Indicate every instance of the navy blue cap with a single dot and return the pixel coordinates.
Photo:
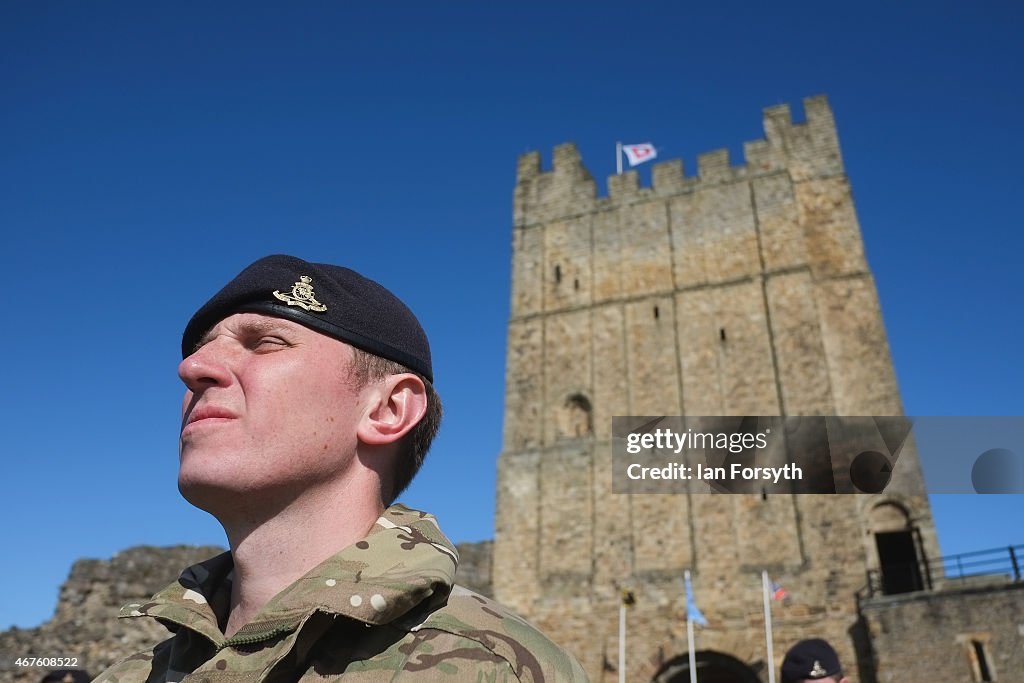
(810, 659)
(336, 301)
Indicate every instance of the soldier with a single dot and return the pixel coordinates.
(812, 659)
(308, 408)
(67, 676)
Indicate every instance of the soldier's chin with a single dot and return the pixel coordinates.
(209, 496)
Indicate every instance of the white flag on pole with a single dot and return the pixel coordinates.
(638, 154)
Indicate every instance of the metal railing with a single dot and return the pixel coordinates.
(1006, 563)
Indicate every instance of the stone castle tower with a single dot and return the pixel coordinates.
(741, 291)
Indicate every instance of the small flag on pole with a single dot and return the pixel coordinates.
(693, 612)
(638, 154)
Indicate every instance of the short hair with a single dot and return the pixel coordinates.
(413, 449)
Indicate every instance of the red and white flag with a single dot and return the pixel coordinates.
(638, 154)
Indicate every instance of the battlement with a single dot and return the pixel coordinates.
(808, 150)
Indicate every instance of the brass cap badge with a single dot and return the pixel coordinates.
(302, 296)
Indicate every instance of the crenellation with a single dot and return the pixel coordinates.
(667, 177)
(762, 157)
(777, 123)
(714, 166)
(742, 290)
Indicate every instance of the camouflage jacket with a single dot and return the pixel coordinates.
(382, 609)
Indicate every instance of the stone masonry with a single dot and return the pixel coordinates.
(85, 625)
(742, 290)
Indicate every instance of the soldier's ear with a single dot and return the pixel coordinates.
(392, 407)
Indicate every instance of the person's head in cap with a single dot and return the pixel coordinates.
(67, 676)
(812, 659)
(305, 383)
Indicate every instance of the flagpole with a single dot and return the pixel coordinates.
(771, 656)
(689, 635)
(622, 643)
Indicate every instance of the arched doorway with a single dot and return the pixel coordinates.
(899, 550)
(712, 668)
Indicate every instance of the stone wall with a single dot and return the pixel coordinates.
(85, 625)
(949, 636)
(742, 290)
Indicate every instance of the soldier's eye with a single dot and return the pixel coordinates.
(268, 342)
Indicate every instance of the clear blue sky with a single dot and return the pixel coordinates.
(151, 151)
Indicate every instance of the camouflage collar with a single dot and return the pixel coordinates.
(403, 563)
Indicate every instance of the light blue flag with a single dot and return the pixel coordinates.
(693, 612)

* **Task**
When you return the listing, keep each line exact and leave the pictures out.

* **Result below**
Indicate every instance of the navy blue cap with a single dot and return the pixel coordinates.
Photo:
(810, 659)
(336, 301)
Indicate every instance of the soldier with a single dot and return the pixel coordinates.
(812, 659)
(308, 408)
(67, 676)
Indicate every instance of the soldier's chin with a single dot and return the pixel coordinates.
(209, 496)
Indicate every instance of the white flag on pole with a single dot and return the pixel coordinates.
(638, 154)
Indicate every instance of the metal railing with a single dot and return the pixel coordinates.
(1006, 563)
Indicate every instance of the stone castle tower with a single dot and return the pixel coordinates.
(741, 291)
Indicate every instance of the small flag on pole with a single dot and return the pixel coordinates.
(693, 612)
(638, 154)
Indicate every instance of the short hair with a single dot and return the pixel coordinates.
(413, 449)
Indicate every instance of the red and white flag with a single dot and return the pixel coordinates.
(638, 154)
Indicate every instance of the battlement with a single dot and return the pixel coordinates.
(808, 150)
Indicate every instance of the brass cap badge with a single dot and return the pixel coordinates.
(302, 296)
Indicate every instance of the crenellation with a single dot and return the pixel coordinates.
(667, 177)
(762, 157)
(777, 123)
(714, 166)
(742, 290)
Indicate every instance of the camouflage jacket with a single dot and return the pixel coordinates.
(382, 609)
Indicate every instance of the stone masonry with a single dot and return the pixel coordinates.
(85, 625)
(742, 290)
Indicate every instance of the soldier's ear with a single dot and return the pixel coordinates.
(392, 407)
Indicate every instance of the person's head in cap with a single dot and return the pixel coordinates.
(67, 676)
(812, 659)
(305, 383)
Indicate every instance of the flagpole with a single dot and return the pixel coordinates.
(771, 656)
(689, 635)
(622, 643)
Indicate every instance of the arched doorway with a single dot and return the pixel coordinates.
(899, 550)
(712, 668)
Indicate every instance of the stone wall with a single dot and return the pixel coordinates.
(85, 625)
(949, 636)
(742, 290)
Indicate every instance of the soldier's eye with a single dot and return the pixel coordinates.
(268, 342)
Indicate every instance of the clear blue sky with a single dot and return the pixel coordinates.
(151, 151)
Indicate every instance of the camouflage collar with a single dot and return the pixel coordinates.
(403, 563)
Indicate every instance of the light blue flag with a single dot and return the pixel coordinates.
(693, 612)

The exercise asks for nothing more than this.